▸ Records to use
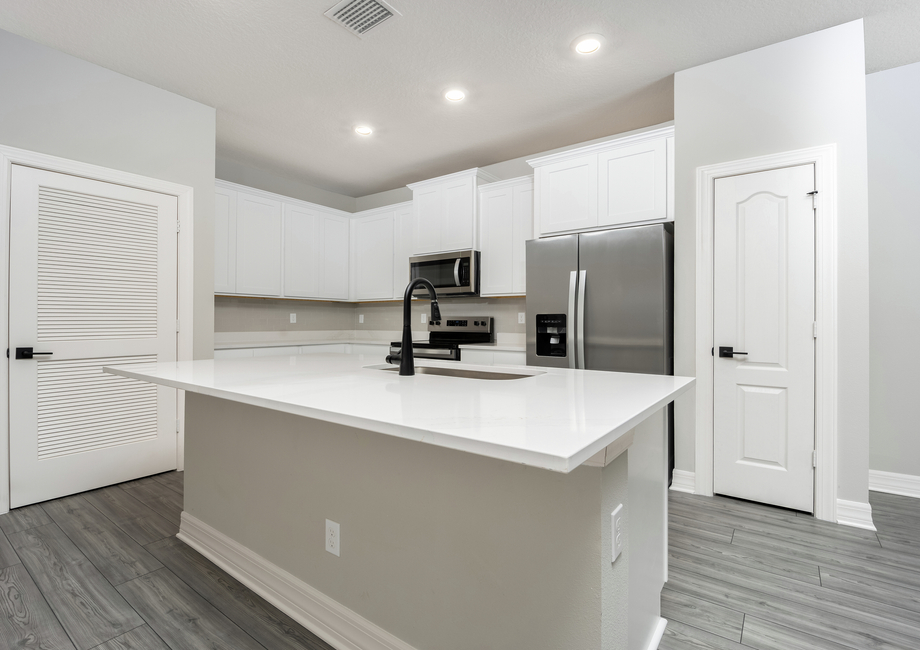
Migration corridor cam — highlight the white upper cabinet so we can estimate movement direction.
[479,176,533,296]
[527,126,674,237]
[408,169,498,254]
[284,204,319,298]
[214,181,351,300]
[534,155,597,233]
[393,203,415,298]
[214,187,236,293]
[351,210,395,300]
[236,192,282,296]
[324,214,350,300]
[597,138,668,226]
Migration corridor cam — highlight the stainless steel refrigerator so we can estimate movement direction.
[527,224,674,475]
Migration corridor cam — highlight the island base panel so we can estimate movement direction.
[184,393,666,650]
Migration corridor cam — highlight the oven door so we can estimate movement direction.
[409,251,479,297]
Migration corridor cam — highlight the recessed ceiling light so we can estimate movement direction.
[572,34,604,54]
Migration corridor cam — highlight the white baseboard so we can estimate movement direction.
[178,512,415,650]
[837,499,875,530]
[671,469,696,494]
[869,469,920,499]
[648,618,668,650]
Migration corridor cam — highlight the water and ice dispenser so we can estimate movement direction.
[537,314,566,357]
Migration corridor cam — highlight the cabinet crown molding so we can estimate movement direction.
[406,167,501,190]
[527,125,674,169]
[479,174,533,192]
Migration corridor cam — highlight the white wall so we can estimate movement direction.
[674,20,869,502]
[866,63,920,476]
[0,30,215,358]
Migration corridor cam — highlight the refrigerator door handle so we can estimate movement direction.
[573,270,588,370]
[565,271,578,368]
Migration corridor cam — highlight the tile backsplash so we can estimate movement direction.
[214,296,525,337]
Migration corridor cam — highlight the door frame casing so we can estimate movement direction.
[694,144,837,522]
[0,145,195,514]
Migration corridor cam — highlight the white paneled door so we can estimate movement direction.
[9,165,177,507]
[713,165,816,512]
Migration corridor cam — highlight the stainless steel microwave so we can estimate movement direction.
[409,250,479,297]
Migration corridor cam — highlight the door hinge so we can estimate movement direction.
[808,190,818,210]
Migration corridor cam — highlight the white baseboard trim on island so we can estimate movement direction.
[869,469,920,499]
[177,512,415,650]
[837,499,876,530]
[671,469,696,494]
[648,618,668,650]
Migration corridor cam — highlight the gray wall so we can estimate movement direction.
[0,30,215,358]
[674,21,869,502]
[866,63,920,476]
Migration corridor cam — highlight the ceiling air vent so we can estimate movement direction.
[323,0,401,38]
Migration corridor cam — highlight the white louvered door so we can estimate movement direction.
[9,165,177,507]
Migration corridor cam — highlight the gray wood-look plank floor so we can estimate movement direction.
[659,492,920,650]
[0,472,920,650]
[0,472,332,650]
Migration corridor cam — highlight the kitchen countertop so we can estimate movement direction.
[105,353,694,473]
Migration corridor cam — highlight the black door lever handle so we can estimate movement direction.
[16,348,54,359]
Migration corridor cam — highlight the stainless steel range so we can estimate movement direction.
[390,316,493,361]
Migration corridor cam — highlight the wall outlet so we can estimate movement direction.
[610,503,626,562]
[326,519,342,557]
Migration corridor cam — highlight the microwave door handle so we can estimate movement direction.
[575,271,588,370]
[565,271,578,368]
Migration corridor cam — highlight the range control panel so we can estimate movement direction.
[428,316,492,334]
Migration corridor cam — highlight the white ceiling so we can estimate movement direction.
[0,0,920,196]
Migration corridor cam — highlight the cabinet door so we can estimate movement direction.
[412,186,444,253]
[214,187,236,293]
[284,203,319,298]
[393,206,415,298]
[236,192,281,296]
[479,187,515,296]
[511,183,533,294]
[317,214,349,300]
[597,138,668,226]
[439,177,479,251]
[536,154,597,235]
[352,212,393,300]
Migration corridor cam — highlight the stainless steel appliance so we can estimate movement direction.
[526,224,674,476]
[409,250,479,297]
[390,316,494,361]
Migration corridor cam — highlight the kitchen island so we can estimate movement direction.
[110,354,693,650]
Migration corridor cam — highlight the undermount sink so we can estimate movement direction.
[369,366,544,381]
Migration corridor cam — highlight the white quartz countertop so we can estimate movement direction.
[105,353,694,472]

▸ Required work
Copy the data above word for word, leaving the pictures out of your answer.

▸ Worked answer
Migration corridor cam — highlight the white upper cabinet so we can estimate movement direction.
[479,176,533,296]
[527,126,674,237]
[408,169,498,254]
[284,204,319,298]
[214,181,351,300]
[534,155,597,233]
[393,203,415,298]
[214,187,236,293]
[351,210,395,300]
[236,192,282,296]
[324,214,350,300]
[597,138,668,226]
Migration corridor cam — highlight the stainless steel refrigerator so we can estimate movement direction.
[527,224,674,475]
Migration corridor cam — highlight the island base panel so we can estimate movement direction.
[184,393,666,650]
Migration corridor cam — highlight the oven door so we can estimate movement direction.
[409,251,479,297]
Migration corridor cam — highlight the recessed ceiling light so we can estimate movement direction.
[572,34,604,54]
Migration corridor cam — highlight the white baseboard so we can estimate movement direction.
[178,512,415,650]
[837,499,875,530]
[671,469,696,494]
[869,469,920,499]
[648,618,668,650]
Migration corridor cam — highlight the water and ice dispenser so we can estimate movement direction.
[537,314,566,357]
Migration corridor cam — highlight the cabinet crown molding so we can estimate movement direction.
[406,167,501,190]
[527,125,674,169]
[479,174,533,192]
Migration corridor cam — highlight the white wall so we can estimate movement direction.
[674,20,869,502]
[866,63,920,476]
[0,30,215,358]
Migration corridor cam — highlight the refrigerator door handle so we can estimate movement direction.
[573,270,588,370]
[565,271,578,368]
Migration corridor cam — highlight the tile backsplash so we can estimate movement direction.
[214,296,525,337]
Migration corridor cam — highlight the door frame casing so we can estimate movement direction.
[694,144,837,522]
[0,145,195,514]
Migration corridor cam — highlight the white paneled door so we can estimate movement direction.
[9,165,177,507]
[713,165,816,512]
Migration corridor cam — highlight the stainless steel microwave so we can estimate movement direction.
[409,250,479,297]
Migration corridor cam — highlight the door hinge so we can estimate movement direction.
[808,190,818,210]
Migration corridor cam — highlight the white baseboard trim on island so we can estimate movement direction.
[869,469,920,499]
[177,512,415,650]
[837,499,876,530]
[671,469,696,494]
[648,618,668,650]
Migration corridor cam — highlight the gray wall so we can estimate movement direction.
[0,30,215,358]
[674,21,869,502]
[866,63,920,476]
Migration corridor cam — highlight the ceiling air vent so we can estimate movement direction.
[323,0,401,38]
Migration corridor cam — highlight the white louvered door so we can estimate movement direction.
[9,165,177,507]
Migration corridor cam — highlight the gray wood-look plank floor so we can estimate movement direction.
[659,492,920,650]
[0,472,920,650]
[0,472,332,650]
Migration corridor cam — highlight the kitchen countertop so we can estimate movement direction.
[105,353,694,473]
Migration corridor cam — highlight the black door lever handle so we can estimate movement direction.
[16,348,54,359]
Migration corridor cam — highlight the stainless steel range so we can estimate movement direction.
[390,316,493,361]
Migration corridor cam — highlight the wall outlet so we can estimate movement direction.
[610,503,626,562]
[326,519,342,557]
Migration corridor cam — highlight the microwave door handle so we can estimate movement direction.
[575,271,588,370]
[565,271,578,368]
Migration corridor cam — highlight the range control panel so we can estimate movement direction.
[428,316,492,334]
Migration corridor cam — highlight the white ceiling so we can estimate movement direction.
[0,0,920,196]
Migration corridor cam — highlight the cabinet door so we can estimate movement direction.
[412,186,444,253]
[214,187,236,293]
[284,203,319,298]
[393,206,415,298]
[236,192,281,296]
[479,187,515,296]
[511,183,533,294]
[317,214,349,300]
[597,138,668,226]
[439,177,479,251]
[536,154,597,235]
[352,212,393,300]
Migration corridor cam — highlight the stainless steel appliance so we can estimate movement direction.
[526,224,674,476]
[409,250,479,297]
[390,316,494,361]
Migration corridor cam — highlight the kitchen island so we can estimate movement direction.
[110,354,693,650]
Migration corridor cam — highlight the undermount sink so we can estimate movement direction.
[369,366,544,381]
Migration corridor cam — highlight the white quartz countertop so we can estimate movement direction.
[105,353,694,472]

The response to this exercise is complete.